**Задание A:**
Ответьте на вопросы по отрывку о дюреровском «Апокалипсисе»:
(i) Через какой опыт, согласно отрывку, в Германии искали новое отношение к миру?
(ii) В каких видах искусства художественное развитие протекало интенсивнее, чем в больших алтарных картинах?
(iii) Что неистово мчится вперед в последнем предложении отрывка?

**Цитируемый отрывок:**

------------------------------------------------------------------------

Этот субъективизм выходит за рамки средневекового наследия, где всеобщей теологической системой объяснения мира были поставлены определенные границы личному духов­ному отношению к окружающему миру. Дюреровский субъек­тивизм, напротив, теснейшим образом соприкасается с прису­щим искусству Нидерландов и Италии XV века стремлением обрести через наблюдение и опыт новое отношение к миру. Разница состояла только в том, что на Западе и Юге это пытались достичь главным образом на пути внешнего, чувст­венного опыта, через подражание природе и познание господ­ствующих в ней закономерностей, в Германии же, напротив, этого искали через внутренний опыт, через обогащение


232

внутренней жизни представлений на путях благочестия и духовного саморазвития. Развитие в этом направлении можно наблюдать в Германии в течение всего пятнадцатого века. Роль искусства в духовной жизни была там принципиально иной, чем на Западе и в Италии. Выходя за пределы чисто эзотерических целей, искусство должно было служить там всеобщей потребности душевного возвышения, всеобщей тяге к религиозному и светскому образованию, и эта всеобщая духовная задача была для него важнее проблем формы. Этим и объясняется тот факт, что художественное развитие на примере больших алтарных картин протекало менее интенсив­но, чем в тех видах искусства, что возникли из потребностей духовного воспитания и образования, как то: в резьбе по дереву, гравюрах на меди и в книжной иллюстрации. Как следствие этого развития, в ходе которого совершилось не меньшее очеловечивание искусства, чем в нидерландском и итальянском искусстве, хотя и совсем по-другому, и вырастает «Апокалипсис», с той лишь разницей, что в нем индивидуаль­ный гений в одном произведении искусства воплотил то, что до той поры в большей или меньшей степени было присуще широкому и более или менее однообразному потоку произведений, также как и шедевры Шекспира возникли на основе работ малозначительных авторов.

Так «Апокалипсис» стал первым великим немецким произ­ведением искусства нового времени и одновременно произведе­нием искусства sui generis, проповедью лютеровской глубины и красноречия, созданной до Лютера; в нем дух обращается к духу, это — произведение, к которому совершенно непри­ложимы другие критерии, масштабы немецкого искусства того времени, но лишь его собственные. После того, как Дюрер однажды находит нужный тон, картины возникают одна за другой. И с нарастающим драматизмом, подобного которому мы тщетно стали бы искать в современном Дюреру искусстве, перед нашими глазами разворачивается то, что художник видел внутри себя: истребление человечества и борьба небес и преисподней. Устрашающе и стремительно, неистово мчатся вперед четыре воплощения смерти — видение неудержимо несущегося фатума, в жертву которому приносятся гекатомбы.

------------------------------------------------------------------------

**Исходные данные:**
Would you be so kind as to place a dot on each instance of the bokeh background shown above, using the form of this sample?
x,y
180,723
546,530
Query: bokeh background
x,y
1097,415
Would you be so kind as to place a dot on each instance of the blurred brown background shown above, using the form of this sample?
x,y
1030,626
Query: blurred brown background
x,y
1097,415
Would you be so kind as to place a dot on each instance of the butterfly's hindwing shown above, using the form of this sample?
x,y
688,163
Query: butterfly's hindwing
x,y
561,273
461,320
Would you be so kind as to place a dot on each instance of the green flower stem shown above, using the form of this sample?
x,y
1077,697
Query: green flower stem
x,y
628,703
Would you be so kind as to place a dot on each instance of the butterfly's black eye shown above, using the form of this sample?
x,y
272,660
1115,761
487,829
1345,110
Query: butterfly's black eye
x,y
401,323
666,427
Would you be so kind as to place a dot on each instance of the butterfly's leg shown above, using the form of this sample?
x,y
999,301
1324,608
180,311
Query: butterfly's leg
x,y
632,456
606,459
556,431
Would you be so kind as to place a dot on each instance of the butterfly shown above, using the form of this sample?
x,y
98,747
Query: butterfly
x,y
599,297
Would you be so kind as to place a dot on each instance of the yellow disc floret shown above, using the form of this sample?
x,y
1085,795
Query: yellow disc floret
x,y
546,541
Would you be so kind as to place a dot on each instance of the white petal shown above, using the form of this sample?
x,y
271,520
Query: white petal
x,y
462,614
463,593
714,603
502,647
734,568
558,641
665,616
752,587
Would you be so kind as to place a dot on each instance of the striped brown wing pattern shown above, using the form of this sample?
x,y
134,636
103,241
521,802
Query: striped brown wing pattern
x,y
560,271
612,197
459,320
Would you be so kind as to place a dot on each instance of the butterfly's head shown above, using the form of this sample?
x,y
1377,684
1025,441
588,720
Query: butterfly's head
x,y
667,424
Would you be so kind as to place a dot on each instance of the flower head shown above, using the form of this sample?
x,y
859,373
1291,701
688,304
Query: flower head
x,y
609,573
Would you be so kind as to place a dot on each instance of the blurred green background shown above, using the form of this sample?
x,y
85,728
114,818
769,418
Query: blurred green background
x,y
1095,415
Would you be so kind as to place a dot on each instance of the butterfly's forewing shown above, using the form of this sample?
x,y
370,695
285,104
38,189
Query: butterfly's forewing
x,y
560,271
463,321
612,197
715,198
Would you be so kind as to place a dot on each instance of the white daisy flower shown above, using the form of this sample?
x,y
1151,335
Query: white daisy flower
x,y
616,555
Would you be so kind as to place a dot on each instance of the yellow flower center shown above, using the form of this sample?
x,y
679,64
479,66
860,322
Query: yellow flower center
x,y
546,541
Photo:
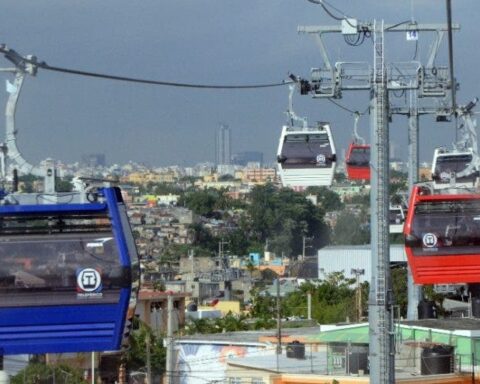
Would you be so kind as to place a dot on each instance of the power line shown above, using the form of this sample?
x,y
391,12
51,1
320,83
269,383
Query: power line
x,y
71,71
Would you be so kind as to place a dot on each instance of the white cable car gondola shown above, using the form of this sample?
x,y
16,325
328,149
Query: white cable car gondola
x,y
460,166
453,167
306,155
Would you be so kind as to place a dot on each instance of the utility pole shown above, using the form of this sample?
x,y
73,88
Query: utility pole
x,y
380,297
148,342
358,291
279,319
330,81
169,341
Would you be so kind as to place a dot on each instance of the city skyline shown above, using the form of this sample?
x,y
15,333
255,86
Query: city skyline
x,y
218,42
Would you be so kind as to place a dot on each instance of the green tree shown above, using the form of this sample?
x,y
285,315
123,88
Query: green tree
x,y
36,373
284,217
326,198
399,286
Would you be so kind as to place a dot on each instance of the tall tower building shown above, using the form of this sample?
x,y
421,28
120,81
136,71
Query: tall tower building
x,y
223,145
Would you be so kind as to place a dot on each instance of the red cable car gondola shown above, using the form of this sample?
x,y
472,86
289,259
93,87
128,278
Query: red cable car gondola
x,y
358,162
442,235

------------------------------------------------------------------------

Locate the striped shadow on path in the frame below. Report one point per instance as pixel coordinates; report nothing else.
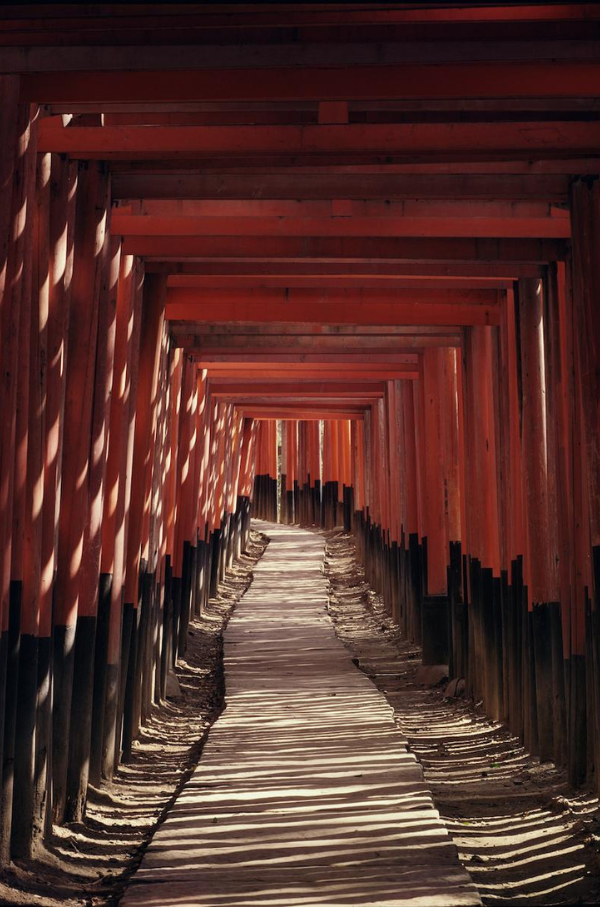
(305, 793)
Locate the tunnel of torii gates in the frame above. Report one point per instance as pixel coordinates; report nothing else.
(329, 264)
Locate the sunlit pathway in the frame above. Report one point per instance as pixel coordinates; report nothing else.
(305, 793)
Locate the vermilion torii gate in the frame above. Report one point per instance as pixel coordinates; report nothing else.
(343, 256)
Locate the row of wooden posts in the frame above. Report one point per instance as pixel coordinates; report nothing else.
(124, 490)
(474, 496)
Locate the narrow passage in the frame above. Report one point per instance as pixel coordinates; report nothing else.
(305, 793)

------------------------------------------------------------------------

**Задание B:**
Подсчитайте строки в записях, где встречается слово «yellow». В ответе укажите только число.

**Письменный ответ A:**
(i) Через внутренний опыт, то есть через обогащение внутренней жизни представлений на путях благочестия и духовного саморазвития.
(ii) В резьбе по дереву, гравюрах на меди и книжной иллюстрации.
(iii) Четыре воплощения смерти.

**Письменный ответ B:**
4